§ WORK TO COMPLETE
Every single line below has to be printed once more, exactly.

□ □ □ □ □ □ □

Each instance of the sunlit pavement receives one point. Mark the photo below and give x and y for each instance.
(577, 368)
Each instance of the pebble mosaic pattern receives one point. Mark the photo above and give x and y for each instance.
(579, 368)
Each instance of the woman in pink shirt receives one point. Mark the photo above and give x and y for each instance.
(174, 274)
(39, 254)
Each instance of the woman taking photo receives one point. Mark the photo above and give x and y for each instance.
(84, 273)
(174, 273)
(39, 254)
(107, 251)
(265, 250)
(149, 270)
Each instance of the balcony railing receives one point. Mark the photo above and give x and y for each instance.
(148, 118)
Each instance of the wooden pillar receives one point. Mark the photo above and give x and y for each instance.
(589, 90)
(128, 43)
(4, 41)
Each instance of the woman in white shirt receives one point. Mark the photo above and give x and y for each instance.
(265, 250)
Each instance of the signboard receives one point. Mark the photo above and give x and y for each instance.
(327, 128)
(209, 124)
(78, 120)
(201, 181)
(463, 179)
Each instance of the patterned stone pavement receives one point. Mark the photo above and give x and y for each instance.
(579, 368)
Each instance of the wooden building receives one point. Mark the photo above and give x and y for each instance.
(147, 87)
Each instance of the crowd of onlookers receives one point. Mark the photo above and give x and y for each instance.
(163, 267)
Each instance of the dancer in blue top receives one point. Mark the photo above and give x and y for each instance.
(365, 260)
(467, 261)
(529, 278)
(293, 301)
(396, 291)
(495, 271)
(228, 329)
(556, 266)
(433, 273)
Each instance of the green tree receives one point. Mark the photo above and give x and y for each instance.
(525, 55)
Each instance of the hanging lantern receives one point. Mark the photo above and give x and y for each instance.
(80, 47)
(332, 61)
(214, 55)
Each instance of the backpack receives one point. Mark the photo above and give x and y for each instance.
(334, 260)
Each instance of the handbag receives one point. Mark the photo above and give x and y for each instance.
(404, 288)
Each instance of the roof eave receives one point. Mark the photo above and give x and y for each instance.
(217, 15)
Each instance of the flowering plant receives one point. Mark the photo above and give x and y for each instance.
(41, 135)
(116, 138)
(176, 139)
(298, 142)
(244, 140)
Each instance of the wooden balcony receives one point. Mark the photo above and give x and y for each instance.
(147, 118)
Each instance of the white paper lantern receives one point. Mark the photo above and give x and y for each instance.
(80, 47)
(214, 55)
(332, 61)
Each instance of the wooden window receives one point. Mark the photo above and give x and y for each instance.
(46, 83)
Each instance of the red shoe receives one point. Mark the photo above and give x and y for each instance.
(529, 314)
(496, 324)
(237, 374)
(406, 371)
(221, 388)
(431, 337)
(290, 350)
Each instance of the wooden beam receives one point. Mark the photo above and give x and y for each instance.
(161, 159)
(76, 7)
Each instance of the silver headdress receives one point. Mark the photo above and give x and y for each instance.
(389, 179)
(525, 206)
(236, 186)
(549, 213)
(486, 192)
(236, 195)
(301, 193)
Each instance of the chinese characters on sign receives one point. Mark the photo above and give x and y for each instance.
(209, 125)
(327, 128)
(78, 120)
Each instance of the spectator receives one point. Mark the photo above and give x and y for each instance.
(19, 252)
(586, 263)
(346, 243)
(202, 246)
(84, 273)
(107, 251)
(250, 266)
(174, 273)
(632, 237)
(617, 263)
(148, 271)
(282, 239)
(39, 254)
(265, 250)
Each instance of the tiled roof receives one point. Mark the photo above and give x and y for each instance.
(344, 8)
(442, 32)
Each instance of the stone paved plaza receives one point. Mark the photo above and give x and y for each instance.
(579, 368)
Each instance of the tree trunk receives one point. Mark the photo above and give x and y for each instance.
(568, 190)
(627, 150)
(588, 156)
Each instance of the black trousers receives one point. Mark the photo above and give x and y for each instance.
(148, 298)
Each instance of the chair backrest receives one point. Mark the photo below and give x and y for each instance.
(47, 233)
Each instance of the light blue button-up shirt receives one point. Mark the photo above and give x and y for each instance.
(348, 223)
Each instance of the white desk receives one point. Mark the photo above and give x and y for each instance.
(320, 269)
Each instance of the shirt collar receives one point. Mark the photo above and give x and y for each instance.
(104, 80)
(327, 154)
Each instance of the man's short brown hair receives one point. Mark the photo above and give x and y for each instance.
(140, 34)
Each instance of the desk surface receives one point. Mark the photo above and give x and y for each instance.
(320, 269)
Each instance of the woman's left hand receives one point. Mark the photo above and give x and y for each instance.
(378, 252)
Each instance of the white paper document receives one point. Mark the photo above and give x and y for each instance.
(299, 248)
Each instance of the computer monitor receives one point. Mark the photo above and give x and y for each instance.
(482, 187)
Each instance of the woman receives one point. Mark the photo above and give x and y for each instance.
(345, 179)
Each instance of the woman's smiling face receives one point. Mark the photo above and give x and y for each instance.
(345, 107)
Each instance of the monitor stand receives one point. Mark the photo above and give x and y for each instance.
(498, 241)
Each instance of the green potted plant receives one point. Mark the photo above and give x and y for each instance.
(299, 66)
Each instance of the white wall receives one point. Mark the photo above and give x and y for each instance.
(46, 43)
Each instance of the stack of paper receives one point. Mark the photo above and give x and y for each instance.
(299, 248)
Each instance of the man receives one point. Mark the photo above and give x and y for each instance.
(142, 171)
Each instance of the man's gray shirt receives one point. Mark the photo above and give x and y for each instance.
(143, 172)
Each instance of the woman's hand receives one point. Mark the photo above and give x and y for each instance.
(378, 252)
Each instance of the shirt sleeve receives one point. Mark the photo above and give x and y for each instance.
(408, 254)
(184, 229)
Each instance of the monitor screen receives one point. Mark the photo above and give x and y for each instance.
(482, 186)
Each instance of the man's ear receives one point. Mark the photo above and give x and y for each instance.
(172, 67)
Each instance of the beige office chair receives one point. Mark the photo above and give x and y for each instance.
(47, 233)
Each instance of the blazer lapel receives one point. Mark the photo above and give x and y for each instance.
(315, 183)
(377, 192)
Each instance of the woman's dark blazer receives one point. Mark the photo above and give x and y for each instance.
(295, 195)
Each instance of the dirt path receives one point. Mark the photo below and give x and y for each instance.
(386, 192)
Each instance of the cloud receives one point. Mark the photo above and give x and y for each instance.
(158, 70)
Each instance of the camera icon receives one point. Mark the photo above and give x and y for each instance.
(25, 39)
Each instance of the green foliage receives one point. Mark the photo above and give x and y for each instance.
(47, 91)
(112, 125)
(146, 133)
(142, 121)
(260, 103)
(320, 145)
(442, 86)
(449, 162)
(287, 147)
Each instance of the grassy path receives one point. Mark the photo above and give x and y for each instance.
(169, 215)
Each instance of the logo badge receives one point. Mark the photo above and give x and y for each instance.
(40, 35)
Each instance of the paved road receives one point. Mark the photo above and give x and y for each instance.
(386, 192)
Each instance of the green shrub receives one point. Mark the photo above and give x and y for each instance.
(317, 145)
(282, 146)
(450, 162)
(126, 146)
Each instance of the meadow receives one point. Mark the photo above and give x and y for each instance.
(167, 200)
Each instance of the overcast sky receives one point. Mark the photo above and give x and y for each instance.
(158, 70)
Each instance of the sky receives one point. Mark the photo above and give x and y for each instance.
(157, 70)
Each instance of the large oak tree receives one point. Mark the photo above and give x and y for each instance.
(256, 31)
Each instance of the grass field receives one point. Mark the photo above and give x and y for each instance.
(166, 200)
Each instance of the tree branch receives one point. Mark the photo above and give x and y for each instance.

□ □ □ □ □ □ □

§ RESPONSE AREA
Each instance of the sunlit pavement receives one point. Mark the photo below and give x and y for each instance.
(577, 368)
Each instance of the pebble mosaic pattern receives one point. Mark the photo above and give x and y for each instance.
(579, 368)
Each instance of the woman in pink shirt receives one point. Mark the photo above and give x and y for each instance.
(174, 274)
(39, 254)
Each instance of the woman taking photo receives one point. Mark the photo above and give x and y for each instance.
(84, 273)
(174, 273)
(39, 254)
(107, 251)
(265, 250)
(149, 270)
Each instance of the balcony railing receives one point. Mark the photo above and give x and y for each instance.
(148, 118)
Each instance of the wooden pillar receives one point. Mark the photo above and give x and y for each instance.
(589, 90)
(128, 43)
(4, 41)
Each instance of the woman in white shirt receives one point. Mark the photo above and give x and y for each instance.
(265, 250)
Each instance of the signboard receives one point. Mark the photo above and give x and y for each instance.
(327, 128)
(209, 124)
(78, 120)
(201, 181)
(463, 179)
Each instance of the patterned stone pavement receives one point. Mark the photo above and give x and y for each instance.
(579, 368)
Each instance of the wooden building receives one point. Mark the photo above and give x and y for each instance.
(147, 87)
Each instance of the crowd of onlookers receives one point. Mark the photo above and give x and y for each instance.
(163, 267)
Each instance of the dancer in blue top receives one point. Mark the photo above and give x and y for each instance.
(365, 260)
(467, 261)
(529, 278)
(293, 301)
(396, 291)
(495, 271)
(228, 329)
(556, 266)
(433, 273)
Each instance of the green tree receives one point. Mark the photo above and give x and y for each instance.
(525, 55)
Each instance of the hanging lantern receives one point. Mark the photo above and give x and y for each instance.
(80, 47)
(332, 61)
(214, 55)
Each instance of the backpack receives one point. Mark the photo above and give x and y for each instance.
(334, 260)
Each instance of the handbag receives one point. Mark the photo above and give x and y for each instance.
(404, 288)
Each instance of the roof eave receives one point. Mark the photo above and give x and y for each instance.
(217, 15)
Each instance of the flowering plant receives one point. Mark the photo above and give x and y for each instance.
(41, 135)
(116, 138)
(176, 139)
(298, 142)
(244, 140)
Each instance of the wooden balcony receives one point. Mark the photo above and give x and y for each instance.
(147, 118)
Each instance of the white paper lantern receives one point. Mark the photo above and give x and y for each instance.
(80, 47)
(214, 55)
(332, 61)
Each instance of the wooden window receives one point. Mark the photo above and give x and y for each instance.
(46, 83)
Each instance of the red shoe receives one point. Mark the photo above and give x and y for each instance.
(529, 314)
(496, 324)
(237, 374)
(406, 371)
(221, 388)
(431, 337)
(290, 350)
Each instance of the wooden beam receives one point. Mark the photo above and give x and y for each instance.
(161, 159)
(76, 7)
Each instance of the silver headdress receives one point. Mark the photo above and give x and y for each instance.
(389, 179)
(525, 206)
(236, 186)
(549, 213)
(486, 192)
(236, 195)
(301, 193)
Each instance of the chinese characters on sign receives one point. Mark the photo above and give x and y for each instance.
(209, 125)
(327, 128)
(78, 120)
Each instance of the spectator receives one point. Mark the photo above and give x and y for each instance.
(19, 252)
(586, 263)
(346, 243)
(202, 246)
(84, 273)
(107, 251)
(250, 266)
(174, 273)
(632, 237)
(617, 263)
(148, 271)
(282, 239)
(39, 254)
(265, 250)
Each instance of the tiled roof receives one point. Mark the photo above and give x and y for each instance.
(344, 8)
(442, 32)
Each instance of the stone paved plaza receives one point. Mark the photo above and give x and y for each instance.
(579, 368)
Each instance of the tree trunk receives one point. Mark the photo above and give x and y for each instance.
(568, 190)
(627, 150)
(588, 156)
Each instance of the black trousers receives one point. Mark the photo above and give x and y for each instance.
(148, 298)
Each instance of the chair backrest receives one point. Mark the photo below and give x and y for each instance.
(47, 233)
Each instance of the light blue button-up shirt receives one point. Mark the photo above and give x and y for each instance.
(348, 223)
Each instance of the white desk receives one point. Mark the photo above and give x and y for each instance.
(320, 269)
Each instance of the shirt collar receives one point. Mark the photo above and give x and y for each instance.
(104, 80)
(327, 154)
Each instance of the man's short brown hair receives one point. Mark the photo above and give x and y for each instance.
(140, 34)
Each instance of the desk surface receives one point. Mark the photo above and give x and y for each instance.
(320, 269)
Each instance of the woman's left hand receives one point. Mark the photo above and give x and y for each instance.
(378, 252)
Each instance of the white paper document receives one point. Mark the photo above and give x and y for each instance.
(299, 248)
Each instance of the computer monitor receives one point. Mark the photo above and give x and y for each instance.
(482, 187)
Each instance of the woman receives one point. Mark the photo above and give x and y for each instance.
(345, 179)
Each instance of the woman's smiling face receives one point. Mark the photo above and give x and y for each instance.
(345, 107)
Each instance of the monitor stand receives one point. Mark the photo above and give x and y for each instance.
(498, 241)
Each instance of the green potted plant receives one point. Mark the photo above and give x and y for each instance.
(299, 66)
Each instance of the white wall receives one point. Mark the photo above and give x and y for each instance.
(46, 43)
Each instance of the stack of paper receives one point. Mark the photo above and give x and y for each instance.
(299, 248)
Each instance of the man receives one point. Mark the photo above and give x and y for each instance.
(142, 171)
Each instance of the man's gray shirt receives one point. Mark the photo above and give x and y for each instance.
(143, 172)
Each instance of the woman's hand receives one point. Mark the photo above and give x and y for each instance.
(378, 252)
Each instance of the shirt sleeve receives one point. Mark the photo above and give x and y for each instance.
(408, 254)
(184, 229)
Each instance of the monitor screen receives one point. Mark the photo above and give x and y for each instance.
(482, 186)
Each instance of the man's ear receives one point. Mark the photo above and give x and y for each instance.
(172, 67)
Each instance of the beige office chair receives one point. Mark the photo above and give x and y for each instance.
(47, 233)
Each instance of the blazer lapel receives one point. Mark the photo above and give x and y for each instance.
(315, 183)
(377, 192)
Each instance of the woman's dark blazer receives one point. Mark the photo above and give x and y for each instance.
(295, 195)
Each instance of the dirt path receives one point. Mark the photo below and give x and y for each instance.
(386, 192)
Each instance of the cloud receives one point. Mark the photo above and give x and y for each instance.
(158, 70)
Each instance of the camera icon receives one point. Mark the photo above and give x and y for each instance.
(25, 39)
Each instance of the green foliage receives one point. Mark the photo above and give x and y for each instance.
(47, 91)
(112, 125)
(146, 133)
(142, 121)
(260, 103)
(320, 145)
(442, 86)
(449, 162)
(287, 147)
Each instance of the grassy path receives one point. Mark the photo above and give x and y for each instance.
(169, 215)
Each instance of the logo badge receives one point. Mark the photo above and give x and y for each instance.
(40, 35)
Each instance of the paved road receives one point. Mark the photo above and give x and y for each instance.
(386, 192)
Each instance of the green shrub receives one point. Mark the photo above and give x and y for each instance.
(317, 145)
(282, 146)
(450, 162)
(126, 146)
Each instance of the meadow receives one point. Mark the photo above and give x and y for each instance.
(167, 200)
Each instance of the overcast sky receives one point. Mark the photo above and give x and y for each instance.
(158, 70)
Each instance of the sky receives one point. Mark the photo above and give x and y for each instance.
(157, 70)
Each instance of the large oak tree receives one point. Mark the photo above and give x and y for each instance.
(256, 31)
Each instance of the grass field receives one point. Mark the photo above and give x and y for each instance.
(166, 200)
Each instance of the tree branch receives one point. Mark the photo above and give x and y for each instance.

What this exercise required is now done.